Provided data >>
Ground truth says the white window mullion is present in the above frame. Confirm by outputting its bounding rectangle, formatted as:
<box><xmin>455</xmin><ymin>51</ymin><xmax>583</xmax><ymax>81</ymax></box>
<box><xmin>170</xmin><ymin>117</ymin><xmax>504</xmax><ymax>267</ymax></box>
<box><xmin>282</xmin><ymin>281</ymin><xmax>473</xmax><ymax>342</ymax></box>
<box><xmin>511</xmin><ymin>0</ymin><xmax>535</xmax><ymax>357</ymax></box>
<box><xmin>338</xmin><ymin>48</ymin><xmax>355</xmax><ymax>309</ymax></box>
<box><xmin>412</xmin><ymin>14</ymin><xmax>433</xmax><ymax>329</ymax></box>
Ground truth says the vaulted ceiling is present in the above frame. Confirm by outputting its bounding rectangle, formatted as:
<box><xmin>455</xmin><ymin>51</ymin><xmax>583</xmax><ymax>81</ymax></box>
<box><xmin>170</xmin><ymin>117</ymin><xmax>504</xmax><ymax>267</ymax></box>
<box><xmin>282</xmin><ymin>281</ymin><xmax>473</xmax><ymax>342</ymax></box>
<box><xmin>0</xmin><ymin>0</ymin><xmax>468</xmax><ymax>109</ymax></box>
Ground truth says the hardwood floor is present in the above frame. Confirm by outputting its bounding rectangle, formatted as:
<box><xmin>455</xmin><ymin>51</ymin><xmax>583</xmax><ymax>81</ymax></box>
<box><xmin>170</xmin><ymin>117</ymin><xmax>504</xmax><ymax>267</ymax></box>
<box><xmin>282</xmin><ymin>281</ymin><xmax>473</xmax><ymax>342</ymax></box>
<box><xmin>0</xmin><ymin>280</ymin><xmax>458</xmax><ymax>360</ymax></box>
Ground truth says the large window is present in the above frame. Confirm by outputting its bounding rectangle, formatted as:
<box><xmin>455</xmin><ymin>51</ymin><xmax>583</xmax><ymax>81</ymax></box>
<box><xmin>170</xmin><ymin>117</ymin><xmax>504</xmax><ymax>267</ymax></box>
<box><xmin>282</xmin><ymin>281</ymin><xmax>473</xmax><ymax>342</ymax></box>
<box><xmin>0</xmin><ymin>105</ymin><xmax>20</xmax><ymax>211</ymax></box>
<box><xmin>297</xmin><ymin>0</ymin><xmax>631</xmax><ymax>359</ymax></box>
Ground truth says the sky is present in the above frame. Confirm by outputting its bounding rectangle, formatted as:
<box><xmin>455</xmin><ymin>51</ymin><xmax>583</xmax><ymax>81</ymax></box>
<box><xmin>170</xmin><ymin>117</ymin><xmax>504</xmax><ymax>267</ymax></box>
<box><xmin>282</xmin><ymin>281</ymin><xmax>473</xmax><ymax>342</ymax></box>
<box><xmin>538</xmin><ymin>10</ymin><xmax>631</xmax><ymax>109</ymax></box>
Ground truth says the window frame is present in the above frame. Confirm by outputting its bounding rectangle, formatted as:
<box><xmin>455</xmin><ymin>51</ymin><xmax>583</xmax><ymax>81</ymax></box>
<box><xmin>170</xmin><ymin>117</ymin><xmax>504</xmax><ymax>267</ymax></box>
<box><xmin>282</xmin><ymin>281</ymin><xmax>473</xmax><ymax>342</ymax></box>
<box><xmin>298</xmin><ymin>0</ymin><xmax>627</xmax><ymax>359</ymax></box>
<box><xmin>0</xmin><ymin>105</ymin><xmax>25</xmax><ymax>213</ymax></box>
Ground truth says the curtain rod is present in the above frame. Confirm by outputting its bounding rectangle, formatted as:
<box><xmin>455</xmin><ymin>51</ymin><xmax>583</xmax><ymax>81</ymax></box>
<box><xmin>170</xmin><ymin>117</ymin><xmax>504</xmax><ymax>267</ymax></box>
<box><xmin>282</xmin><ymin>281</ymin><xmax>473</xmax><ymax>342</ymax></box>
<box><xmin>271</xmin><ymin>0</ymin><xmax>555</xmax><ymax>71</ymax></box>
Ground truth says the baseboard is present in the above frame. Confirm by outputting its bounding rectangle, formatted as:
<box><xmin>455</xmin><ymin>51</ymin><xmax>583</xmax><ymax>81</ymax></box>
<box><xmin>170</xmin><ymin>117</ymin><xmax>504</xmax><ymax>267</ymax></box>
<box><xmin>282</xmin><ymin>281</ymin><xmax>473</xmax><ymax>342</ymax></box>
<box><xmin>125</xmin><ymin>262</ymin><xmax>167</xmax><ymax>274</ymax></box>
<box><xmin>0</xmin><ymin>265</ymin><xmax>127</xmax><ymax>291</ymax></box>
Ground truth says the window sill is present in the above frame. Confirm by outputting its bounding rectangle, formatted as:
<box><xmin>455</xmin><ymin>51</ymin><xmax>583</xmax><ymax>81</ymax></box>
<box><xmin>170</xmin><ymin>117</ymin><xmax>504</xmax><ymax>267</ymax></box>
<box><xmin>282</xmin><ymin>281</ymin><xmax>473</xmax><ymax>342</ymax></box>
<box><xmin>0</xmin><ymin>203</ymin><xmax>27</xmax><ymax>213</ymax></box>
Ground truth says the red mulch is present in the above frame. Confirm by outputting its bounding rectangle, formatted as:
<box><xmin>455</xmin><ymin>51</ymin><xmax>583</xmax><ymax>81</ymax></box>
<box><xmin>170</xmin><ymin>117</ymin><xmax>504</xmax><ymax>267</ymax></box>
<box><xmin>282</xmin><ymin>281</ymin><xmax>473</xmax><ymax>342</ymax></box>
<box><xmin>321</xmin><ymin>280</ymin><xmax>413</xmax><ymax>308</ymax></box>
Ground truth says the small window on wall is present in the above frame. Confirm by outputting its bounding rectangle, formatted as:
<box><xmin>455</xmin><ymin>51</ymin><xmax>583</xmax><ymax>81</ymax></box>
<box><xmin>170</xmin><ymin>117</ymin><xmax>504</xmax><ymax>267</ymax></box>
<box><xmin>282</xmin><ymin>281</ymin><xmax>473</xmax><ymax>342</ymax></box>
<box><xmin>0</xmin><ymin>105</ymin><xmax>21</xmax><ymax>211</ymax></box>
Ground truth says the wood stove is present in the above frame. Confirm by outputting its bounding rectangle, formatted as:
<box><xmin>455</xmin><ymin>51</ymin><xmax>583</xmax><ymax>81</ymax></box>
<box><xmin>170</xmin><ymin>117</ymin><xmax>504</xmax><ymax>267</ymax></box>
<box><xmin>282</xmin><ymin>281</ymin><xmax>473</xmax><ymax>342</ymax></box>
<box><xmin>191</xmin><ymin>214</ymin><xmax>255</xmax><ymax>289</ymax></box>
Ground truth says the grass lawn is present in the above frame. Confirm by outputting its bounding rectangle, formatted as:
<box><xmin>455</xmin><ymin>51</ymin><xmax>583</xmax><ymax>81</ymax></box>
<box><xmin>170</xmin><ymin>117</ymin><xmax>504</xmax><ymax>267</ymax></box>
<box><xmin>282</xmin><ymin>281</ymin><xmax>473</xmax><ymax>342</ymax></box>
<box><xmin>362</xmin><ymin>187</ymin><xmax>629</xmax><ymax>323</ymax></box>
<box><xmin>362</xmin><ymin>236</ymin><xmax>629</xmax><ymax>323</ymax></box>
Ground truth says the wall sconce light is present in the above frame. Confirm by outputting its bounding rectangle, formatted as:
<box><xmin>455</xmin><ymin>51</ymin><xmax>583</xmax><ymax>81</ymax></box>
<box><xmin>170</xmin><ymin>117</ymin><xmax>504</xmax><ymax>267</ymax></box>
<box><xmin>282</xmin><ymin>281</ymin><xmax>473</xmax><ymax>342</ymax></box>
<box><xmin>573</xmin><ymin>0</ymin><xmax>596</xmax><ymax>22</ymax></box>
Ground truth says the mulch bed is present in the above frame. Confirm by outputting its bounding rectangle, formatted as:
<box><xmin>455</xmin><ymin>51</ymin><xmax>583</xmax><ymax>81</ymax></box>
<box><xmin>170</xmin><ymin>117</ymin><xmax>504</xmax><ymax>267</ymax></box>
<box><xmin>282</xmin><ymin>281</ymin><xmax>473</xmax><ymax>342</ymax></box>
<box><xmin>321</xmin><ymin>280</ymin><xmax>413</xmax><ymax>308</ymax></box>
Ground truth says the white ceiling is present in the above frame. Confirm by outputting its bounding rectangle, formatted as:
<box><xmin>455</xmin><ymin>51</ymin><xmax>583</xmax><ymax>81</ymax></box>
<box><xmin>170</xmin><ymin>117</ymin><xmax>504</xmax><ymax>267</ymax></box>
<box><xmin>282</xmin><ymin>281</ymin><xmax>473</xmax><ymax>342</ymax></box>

Problem details >>
How many lines in the records above contain the word "wall"? Reply with the number alone.

Answer below >>
2